Kafka-Compatible Broker in Go

A lightweight Kafka-compatible broker built from scratch in Go. Implements enough of the Kafka wire protocol to handle Produce and Fetch operations with disk persistence.

Architecture

Kafka Client
     |
TCP Binary Protocol (port 9092)
     |
+----------------------+
| Go Broker            |
+----------------------+
| Frame Decoder        |  Read/write Kafka wire frames
| Request Dispatcher   |  Route by API key + version
| API Handlers         |  ApiVersions, DescribeTopicPartitions, Fetch, Produce
| Metadata Manager     |  Topic/partition registry
| Storage Engine       |  Append-only log files on disk
+----------------------+
     |
Disk (data/)

Project Structure

cmd/broker/         Entrypoint
internal/
  broker/           TCP server, connection handler, request dispatcher
  protocol/         Binary encoder/decoder (Kafka wire format)
  types/            Shared types and Kafka error codes
  metadata/         Topic and partition registry
  storage/          Append-only log storage engine
  api/              Kafka API handlers
    api_versions.go
    describe_topic_partitions.go
    fetch.go
    produce.go
client/             Bun JS test client

Quick Start

# Build the broker
go build -o bin/broker ./cmd/broker

# Start the broker (listens on :9092)
./bin/broker

# Run the test client (from another terminal)
cd client
bun run test.ts      # ApiVersions + DescribeTopicPartitions tests
bun run produce.ts   # Produce 3 test messages
bun run fetch.ts     # Fetch and display the messages

Storage Layout

data/
  test-topic/
    0.log            # Append-only log for partition 0
  multi-partition-topic/
    0.log
    1.log
    2.log

Each .log file stores records sequentially with a 4-byte length prefix:

[4-byte size][record data][4-byte size][record data]...

Record data format: [8-byte timestamp][4-byte keyLen][key bytes][4-byte valLen][value bytes]

Development Stages

Stage 0 - Project Foundation

Set up Go module and internal packages:

• internal/types - Kafka error codes, API key constants, record/batch types
• internal/protocol - Binary reader/writer for Kafka wire format (big-endian, compact strings, uvarints, tagged fields)
• internal/storage - Append-only log storage with offset-based reads
• internal/metadata - Thread-safe topic/partition registry

Stage 1 - Bind to Port

TCP server that:

• Listens on configurable port (default 9092)
• Accepts TCP connections
• Handles client disconnects gracefully
• Supports SIGINT/SIGTERM shutdown

Stage 2-4 - Request Header Parsing

• Parse Kafka request frames (4-byte length prefix + payload)
• Extract correlation ID, client ID from request headers
• Route requests by API key (0=Produce, 1=Fetch, 18=ApiVersions, 85=DescribeTopicPartitions)

——————

• [Exercise requirements]
**A)** By default, which port does the Go Kafka broker listen on?
**B)** Carry the Go Kafka broker write-up forward from its final line.

——————

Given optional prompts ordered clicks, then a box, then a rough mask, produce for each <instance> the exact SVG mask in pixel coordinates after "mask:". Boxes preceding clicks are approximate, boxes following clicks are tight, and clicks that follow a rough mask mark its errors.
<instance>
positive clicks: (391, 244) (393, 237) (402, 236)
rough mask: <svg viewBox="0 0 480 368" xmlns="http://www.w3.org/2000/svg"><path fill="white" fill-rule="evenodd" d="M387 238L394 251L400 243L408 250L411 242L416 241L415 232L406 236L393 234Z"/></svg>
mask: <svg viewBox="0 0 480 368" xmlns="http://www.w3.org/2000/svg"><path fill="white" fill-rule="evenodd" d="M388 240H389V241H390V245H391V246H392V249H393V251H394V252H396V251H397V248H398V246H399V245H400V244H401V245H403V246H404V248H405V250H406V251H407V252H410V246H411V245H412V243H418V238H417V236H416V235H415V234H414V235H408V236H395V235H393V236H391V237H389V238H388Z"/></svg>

——————

• [Task-by-task answers]
**A)** Port 9092.

**B)**
• Handle both legacy (v0-v2) and compact (v3+) header formats

Stage 5 - ApiVersions Handler

Kafka capability negotiation:

• Returns supported API keys with min/max version ranges
• Supports compact format (v3+) with tagged fields
• Supports legacy format (v0-v2)
• Advertises: Produce(0-9), Fetch(0-13), ApiVersions(0-4), DescribeTopicPartitions(0-4)

Stage 6-8 - Concurrent Client Handling

• Goroutine per connection for concurrent clients
• Semaphore-limited (8) concurrent in-flight requests per connection
• Mutex-protected response writing for ordering
• WaitGroup-based graceful shutdown

Stage 9-14 - DescribeTopicPartitions (Metadata)

Topic and partition discovery:

• Topic registry with configurable partition count
• Returns partition metadata (ID, leader, next offset)
• Handles unknown topics with UNKNOWN_TOPIC_OR_PARTITION error
• Supports single and multiple partition responses
• Supports multi-topic queries
• Pre-registered topics: test-topic (1 partition), multi-partition-topic (3 partitions)

Stage 15-21 - Fetch API

Message consumption from disk:

• Parses Fetch v12+ compact format requests
• Reads records from append-only log by offset
• Supports batched reads with maxBytes limit
• Returns records in Kafka RecordBatch format (v2 magic)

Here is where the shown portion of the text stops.